TASK OBJECTIVE: Please restate the records below word for word, leaving out every picture.

[Saved entries]
+++

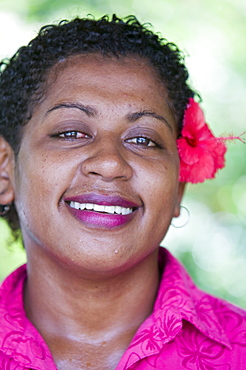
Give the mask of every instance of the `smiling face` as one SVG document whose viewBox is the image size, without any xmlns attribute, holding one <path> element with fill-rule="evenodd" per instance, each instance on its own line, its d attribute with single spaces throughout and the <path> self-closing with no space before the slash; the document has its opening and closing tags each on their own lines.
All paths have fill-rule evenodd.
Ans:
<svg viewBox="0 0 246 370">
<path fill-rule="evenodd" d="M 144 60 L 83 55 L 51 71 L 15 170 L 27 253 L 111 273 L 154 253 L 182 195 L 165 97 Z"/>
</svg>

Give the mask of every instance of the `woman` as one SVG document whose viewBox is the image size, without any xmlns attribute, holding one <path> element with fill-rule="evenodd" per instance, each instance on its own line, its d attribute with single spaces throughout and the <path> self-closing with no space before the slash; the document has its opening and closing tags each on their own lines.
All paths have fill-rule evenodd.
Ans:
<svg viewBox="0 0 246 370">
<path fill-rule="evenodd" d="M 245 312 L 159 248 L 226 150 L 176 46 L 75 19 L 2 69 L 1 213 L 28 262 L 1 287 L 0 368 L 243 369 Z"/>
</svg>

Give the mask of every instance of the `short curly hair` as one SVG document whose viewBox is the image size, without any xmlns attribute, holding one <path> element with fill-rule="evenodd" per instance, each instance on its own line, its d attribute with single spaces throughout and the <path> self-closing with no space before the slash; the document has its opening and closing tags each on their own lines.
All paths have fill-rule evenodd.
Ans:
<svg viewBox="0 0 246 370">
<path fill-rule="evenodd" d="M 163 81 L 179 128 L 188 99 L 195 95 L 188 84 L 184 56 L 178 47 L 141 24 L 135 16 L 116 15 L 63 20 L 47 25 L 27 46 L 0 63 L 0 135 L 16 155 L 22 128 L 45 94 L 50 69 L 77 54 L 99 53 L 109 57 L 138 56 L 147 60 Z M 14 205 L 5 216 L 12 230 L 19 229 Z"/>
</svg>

+++

RESPONSE AREA:
Give the mask of every instance of the `smiling face` as one SVG document whose viewBox is the image size, without any xmlns attribute, holding one <path> element with fill-rule="evenodd" per instance, each instance on its own line, its d attribute with single spaces throughout and the <path> self-closing with no space before the slash; the document has its opening and closing tags each on their own lines.
All paths have fill-rule evenodd.
Ans:
<svg viewBox="0 0 246 370">
<path fill-rule="evenodd" d="M 144 60 L 83 55 L 51 71 L 15 170 L 27 253 L 111 273 L 154 253 L 182 195 L 165 97 Z"/>
</svg>

Give the mask of every instance of the `woman` as one SVG document whose viewBox is the image size, without any xmlns attribute, holding one <path> element with fill-rule="evenodd" per instance, each instance on its own line, its d attribute with single spaces throughout and the <path> self-closing with no space before the slash; the document has its opening and closing tags each on their own lines.
All paths have fill-rule evenodd.
Ans:
<svg viewBox="0 0 246 370">
<path fill-rule="evenodd" d="M 245 312 L 159 248 L 226 150 L 176 46 L 75 19 L 2 69 L 1 213 L 28 262 L 1 287 L 0 368 L 243 369 Z"/>
</svg>

Give the mask of every instance of the `short curly hair` as one SVG document whose viewBox is the image size, without any xmlns attribute, holding one <path> element with fill-rule="evenodd" per instance, each instance on its own line, its d attribute with single spaces throughout and the <path> self-closing with no space before the slash; the document has its opening and closing tags each on their own lines.
All paths have fill-rule evenodd.
Ans:
<svg viewBox="0 0 246 370">
<path fill-rule="evenodd" d="M 163 81 L 179 128 L 188 99 L 195 95 L 188 84 L 184 56 L 178 47 L 141 24 L 135 16 L 116 15 L 63 20 L 47 25 L 27 46 L 0 63 L 0 135 L 16 155 L 22 128 L 45 94 L 50 69 L 77 54 L 99 53 L 109 57 L 138 56 L 147 60 Z M 14 205 L 5 216 L 12 230 L 19 229 Z"/>
</svg>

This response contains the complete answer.